• WHAT THE TASK REQUIRES: Rewrite the passage of the article on Cecilia Paredes that begins at the words "Paredes is a" and ends after the words "her art practice.", changing "exhibition" to "show".

The Three Graces in Soulful Self-Portraits: Cecilia Paredes at The Museum of Latin America Art. Photo courtesy of MOLAA.
Soulful Self-Portraits: Cecilia Paredes at MOLAA
Museum of Latin America Art
Through December 30th
By Evan Senn
Although history has shown us the significance of self-portraits to our collective humanity and the personal spirit, there are not many contemporary artists that specialize in self-portraits anymore, and even fewer that do it with as much creativity, relativity, and soul as Peruvian artist, Cecilia Paredes. She is well-known for utilizing her body as a canvas, as she paints herself into the backgrounds of fabrics, wallpapers, furniture, rooms, forests, and deserts. At first, the emphasis in her work seems as though it is the figure’s body blending in, but upon further inspection the ulterior focus becomes clear. She never completely blends in, and in this way she stands out. The act of decorating the body with its surroundings seems to highlight the edges that separate the body and the background even more. With painstaking detail, she recreates gorgeous patterns and the subtle nuances of becoming. The overlapping areas, the gesture, the movement, these subtle details are poetic prose of the humanity in her faceless renditions of herself.
Paredes is a part of the permanent collection of the San Antonio Museum of Art, the Panama Modern Museum, Museo del Barrio New York, the Museum of Contemporary Art and Design Costa Rica, and she is represented by saltfineart in Laguna Beach. A new local exhibition of her work is on view at the Museum of Latin American Art (MOLAA) in Long Beach and we were lucky enough to get a chance to talk to her about her new exhibition, her motivation, her journey, and her art practice.

• SOURCE MATERIAL:
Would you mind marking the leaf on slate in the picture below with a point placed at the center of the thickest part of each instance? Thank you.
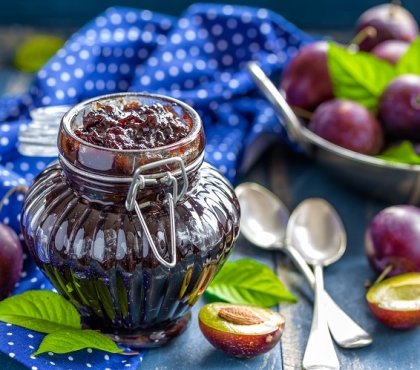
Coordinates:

• RESULT OF THIS EXERCISE:
Paredes is a part of the permanent collection of the San Antonio Museum of Art, the Panama Modern Museum, Museo del Barrio New York, the Museum of Contemporary Art and Design Costa Rica, and she is represented by saltfineart in Laguna Beach. A new local show of her work is on view at the Museum of Latin American Art (MOLAA) in Long Beach and we were lucky enough to get a chance to talk to her about her new show, her motivation, her journey, and her art practice.